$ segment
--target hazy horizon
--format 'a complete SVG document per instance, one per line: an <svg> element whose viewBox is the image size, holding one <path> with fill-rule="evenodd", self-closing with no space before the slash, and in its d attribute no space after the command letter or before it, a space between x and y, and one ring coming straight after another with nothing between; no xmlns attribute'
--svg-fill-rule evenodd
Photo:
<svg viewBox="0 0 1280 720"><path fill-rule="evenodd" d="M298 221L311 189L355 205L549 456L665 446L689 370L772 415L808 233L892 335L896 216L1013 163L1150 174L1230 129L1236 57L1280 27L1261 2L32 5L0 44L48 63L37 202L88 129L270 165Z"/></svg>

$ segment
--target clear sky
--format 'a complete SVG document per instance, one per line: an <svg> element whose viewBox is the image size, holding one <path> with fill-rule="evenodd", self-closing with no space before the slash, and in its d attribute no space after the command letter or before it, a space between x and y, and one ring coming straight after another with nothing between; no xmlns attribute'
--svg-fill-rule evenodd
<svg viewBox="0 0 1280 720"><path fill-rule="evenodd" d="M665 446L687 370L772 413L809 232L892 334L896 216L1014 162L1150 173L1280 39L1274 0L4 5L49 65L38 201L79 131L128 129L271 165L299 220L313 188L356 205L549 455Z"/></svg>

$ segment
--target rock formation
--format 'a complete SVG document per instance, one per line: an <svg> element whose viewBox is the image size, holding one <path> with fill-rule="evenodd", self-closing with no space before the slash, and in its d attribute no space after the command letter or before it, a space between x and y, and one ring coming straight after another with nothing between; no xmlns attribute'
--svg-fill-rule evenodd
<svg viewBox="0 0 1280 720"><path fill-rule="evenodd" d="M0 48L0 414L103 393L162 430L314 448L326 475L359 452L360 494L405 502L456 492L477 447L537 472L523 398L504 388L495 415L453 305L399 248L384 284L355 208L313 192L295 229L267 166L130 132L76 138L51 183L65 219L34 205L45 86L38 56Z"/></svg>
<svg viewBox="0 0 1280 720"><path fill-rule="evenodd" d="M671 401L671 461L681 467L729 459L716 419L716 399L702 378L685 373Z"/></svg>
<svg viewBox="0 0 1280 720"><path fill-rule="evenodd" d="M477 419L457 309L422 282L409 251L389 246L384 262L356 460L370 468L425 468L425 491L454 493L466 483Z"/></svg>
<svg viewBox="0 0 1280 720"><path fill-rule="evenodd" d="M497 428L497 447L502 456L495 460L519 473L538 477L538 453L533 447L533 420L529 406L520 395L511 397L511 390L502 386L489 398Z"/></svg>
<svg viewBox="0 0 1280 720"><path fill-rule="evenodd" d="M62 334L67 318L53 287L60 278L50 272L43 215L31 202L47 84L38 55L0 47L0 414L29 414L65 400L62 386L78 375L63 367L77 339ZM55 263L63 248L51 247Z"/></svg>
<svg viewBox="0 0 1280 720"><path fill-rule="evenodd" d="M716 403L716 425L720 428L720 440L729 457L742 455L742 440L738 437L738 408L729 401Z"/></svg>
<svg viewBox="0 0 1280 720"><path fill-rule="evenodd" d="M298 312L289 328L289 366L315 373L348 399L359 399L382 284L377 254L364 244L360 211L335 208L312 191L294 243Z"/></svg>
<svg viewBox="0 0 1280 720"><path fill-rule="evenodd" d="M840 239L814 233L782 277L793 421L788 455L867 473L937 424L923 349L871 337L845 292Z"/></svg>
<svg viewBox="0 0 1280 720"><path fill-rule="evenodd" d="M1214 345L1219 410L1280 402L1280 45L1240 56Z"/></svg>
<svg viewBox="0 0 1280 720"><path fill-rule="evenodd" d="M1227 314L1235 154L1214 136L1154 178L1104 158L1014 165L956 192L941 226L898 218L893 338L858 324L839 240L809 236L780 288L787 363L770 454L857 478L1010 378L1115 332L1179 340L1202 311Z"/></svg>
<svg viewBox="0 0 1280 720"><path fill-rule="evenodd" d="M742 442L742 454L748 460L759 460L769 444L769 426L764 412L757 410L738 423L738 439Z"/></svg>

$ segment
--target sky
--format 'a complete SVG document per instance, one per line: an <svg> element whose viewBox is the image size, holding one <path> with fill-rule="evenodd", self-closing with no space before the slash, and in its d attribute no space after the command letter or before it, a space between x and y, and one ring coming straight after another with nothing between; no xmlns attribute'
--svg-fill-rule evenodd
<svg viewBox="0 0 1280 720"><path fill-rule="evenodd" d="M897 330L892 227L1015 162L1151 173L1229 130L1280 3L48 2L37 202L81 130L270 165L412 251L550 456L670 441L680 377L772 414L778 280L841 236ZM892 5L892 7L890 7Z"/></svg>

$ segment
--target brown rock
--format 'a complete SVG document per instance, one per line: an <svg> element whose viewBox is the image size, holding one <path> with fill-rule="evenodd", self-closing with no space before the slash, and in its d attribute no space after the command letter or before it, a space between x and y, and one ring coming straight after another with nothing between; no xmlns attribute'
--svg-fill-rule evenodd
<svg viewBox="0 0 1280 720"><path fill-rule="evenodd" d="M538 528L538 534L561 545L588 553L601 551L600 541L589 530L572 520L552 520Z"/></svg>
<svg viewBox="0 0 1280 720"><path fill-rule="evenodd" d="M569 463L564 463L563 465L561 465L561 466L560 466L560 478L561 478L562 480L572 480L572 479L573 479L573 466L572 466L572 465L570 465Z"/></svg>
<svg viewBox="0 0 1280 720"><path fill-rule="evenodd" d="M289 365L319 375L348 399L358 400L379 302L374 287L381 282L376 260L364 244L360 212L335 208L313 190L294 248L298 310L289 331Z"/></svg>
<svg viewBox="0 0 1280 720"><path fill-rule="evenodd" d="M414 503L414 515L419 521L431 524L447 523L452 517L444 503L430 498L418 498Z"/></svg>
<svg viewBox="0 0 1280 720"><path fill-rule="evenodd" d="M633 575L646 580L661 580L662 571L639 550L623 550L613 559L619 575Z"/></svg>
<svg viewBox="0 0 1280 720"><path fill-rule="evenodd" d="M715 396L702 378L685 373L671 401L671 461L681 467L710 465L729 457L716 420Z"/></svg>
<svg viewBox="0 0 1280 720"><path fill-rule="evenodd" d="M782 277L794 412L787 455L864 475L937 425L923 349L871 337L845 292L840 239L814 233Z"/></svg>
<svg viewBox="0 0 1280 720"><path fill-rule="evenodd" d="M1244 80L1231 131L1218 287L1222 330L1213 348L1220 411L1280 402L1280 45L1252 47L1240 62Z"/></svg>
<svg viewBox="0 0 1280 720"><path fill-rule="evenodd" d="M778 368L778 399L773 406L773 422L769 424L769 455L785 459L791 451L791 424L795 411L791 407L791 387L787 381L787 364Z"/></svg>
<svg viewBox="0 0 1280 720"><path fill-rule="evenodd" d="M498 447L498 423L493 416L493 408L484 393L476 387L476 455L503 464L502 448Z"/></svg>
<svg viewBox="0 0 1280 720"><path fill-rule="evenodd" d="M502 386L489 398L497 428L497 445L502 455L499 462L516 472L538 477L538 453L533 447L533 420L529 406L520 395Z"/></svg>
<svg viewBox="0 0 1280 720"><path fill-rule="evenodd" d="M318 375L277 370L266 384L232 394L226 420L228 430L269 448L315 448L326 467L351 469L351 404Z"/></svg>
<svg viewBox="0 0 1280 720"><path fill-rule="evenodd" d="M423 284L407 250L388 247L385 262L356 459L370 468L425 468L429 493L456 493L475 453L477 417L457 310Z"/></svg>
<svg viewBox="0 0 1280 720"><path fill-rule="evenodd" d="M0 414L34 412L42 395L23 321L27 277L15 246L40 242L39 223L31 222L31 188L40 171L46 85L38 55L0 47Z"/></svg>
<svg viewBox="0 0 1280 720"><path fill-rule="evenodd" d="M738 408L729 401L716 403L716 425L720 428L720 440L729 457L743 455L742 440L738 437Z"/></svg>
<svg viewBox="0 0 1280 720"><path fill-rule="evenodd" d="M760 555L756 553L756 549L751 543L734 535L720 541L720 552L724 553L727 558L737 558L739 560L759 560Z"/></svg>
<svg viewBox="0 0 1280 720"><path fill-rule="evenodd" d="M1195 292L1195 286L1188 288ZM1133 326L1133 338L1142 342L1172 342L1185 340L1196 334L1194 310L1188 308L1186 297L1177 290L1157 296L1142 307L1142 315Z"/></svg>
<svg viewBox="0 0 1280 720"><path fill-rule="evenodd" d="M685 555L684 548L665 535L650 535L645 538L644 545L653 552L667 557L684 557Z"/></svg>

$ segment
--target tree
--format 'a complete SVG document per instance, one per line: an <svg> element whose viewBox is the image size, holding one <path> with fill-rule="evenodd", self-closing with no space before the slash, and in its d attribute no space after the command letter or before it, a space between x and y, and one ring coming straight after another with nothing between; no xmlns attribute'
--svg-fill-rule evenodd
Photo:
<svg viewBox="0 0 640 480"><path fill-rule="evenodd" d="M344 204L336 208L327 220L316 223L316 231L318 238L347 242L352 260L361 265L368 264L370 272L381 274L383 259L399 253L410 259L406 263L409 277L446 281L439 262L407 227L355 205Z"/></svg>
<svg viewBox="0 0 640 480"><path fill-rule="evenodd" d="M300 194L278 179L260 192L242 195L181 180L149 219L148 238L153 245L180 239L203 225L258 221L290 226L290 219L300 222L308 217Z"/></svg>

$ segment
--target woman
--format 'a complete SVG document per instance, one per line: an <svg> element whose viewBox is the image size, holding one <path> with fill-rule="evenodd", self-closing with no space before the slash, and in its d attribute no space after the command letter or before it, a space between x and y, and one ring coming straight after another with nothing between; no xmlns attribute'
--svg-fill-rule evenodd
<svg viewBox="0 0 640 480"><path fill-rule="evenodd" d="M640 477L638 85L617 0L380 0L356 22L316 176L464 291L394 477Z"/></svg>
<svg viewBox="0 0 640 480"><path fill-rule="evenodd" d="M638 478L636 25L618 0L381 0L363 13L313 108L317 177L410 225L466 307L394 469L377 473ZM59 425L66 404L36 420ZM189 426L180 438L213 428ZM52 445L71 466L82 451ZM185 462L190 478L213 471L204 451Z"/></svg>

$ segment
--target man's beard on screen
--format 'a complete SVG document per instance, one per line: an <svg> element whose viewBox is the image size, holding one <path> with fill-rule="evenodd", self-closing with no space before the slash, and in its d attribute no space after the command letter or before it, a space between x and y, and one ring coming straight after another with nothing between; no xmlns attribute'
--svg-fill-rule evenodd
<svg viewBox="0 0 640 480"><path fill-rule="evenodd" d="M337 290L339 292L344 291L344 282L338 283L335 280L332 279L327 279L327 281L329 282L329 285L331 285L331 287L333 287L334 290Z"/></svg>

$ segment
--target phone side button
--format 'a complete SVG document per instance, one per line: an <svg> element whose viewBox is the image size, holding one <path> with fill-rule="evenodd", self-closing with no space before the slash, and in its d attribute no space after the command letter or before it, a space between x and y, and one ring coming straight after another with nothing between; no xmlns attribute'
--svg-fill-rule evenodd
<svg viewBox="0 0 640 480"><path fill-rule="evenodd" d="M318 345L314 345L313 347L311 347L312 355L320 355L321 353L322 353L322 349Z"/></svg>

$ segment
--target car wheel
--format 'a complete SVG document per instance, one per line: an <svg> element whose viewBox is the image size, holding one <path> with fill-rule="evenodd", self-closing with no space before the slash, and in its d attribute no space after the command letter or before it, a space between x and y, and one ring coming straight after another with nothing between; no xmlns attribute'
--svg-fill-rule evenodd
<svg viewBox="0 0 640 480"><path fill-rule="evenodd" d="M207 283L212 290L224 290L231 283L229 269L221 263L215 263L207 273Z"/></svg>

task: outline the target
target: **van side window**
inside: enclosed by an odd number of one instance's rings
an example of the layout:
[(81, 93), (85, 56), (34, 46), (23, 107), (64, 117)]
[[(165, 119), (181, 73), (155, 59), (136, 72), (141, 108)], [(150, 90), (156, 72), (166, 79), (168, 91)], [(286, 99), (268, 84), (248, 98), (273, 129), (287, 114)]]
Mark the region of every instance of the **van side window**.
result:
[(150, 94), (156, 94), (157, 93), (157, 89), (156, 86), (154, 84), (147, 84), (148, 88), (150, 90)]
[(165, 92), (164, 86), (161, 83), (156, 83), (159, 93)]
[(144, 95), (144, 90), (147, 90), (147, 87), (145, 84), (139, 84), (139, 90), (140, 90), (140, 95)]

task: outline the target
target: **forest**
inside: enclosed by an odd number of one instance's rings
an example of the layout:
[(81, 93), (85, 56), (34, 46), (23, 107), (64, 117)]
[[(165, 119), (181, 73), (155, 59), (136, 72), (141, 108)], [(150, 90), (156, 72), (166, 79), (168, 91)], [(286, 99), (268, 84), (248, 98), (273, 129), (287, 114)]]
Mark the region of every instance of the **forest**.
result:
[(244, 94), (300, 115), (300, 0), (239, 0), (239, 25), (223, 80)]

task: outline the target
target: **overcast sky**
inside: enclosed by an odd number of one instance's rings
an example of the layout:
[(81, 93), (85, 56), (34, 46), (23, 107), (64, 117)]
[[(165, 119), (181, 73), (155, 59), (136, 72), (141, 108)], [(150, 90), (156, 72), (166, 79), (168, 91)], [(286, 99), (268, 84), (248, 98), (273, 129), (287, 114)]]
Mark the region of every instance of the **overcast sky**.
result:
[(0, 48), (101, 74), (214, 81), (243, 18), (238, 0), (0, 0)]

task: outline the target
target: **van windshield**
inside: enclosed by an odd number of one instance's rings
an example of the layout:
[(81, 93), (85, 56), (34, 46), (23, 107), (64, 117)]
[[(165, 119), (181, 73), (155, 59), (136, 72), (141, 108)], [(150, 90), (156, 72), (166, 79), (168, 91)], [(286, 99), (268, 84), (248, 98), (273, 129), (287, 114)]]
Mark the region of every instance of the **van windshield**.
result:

------------------------------------------------------------------------

## What to do:
Search the data above for the word "every", then gather each line in which it appears.

## Task output:
Mark the region of every instance of the **van side window**.
Mark the region of every instance of the **forest**.
Mark the region of every instance of the **overcast sky**.
Mark the region of every instance of the **van windshield**.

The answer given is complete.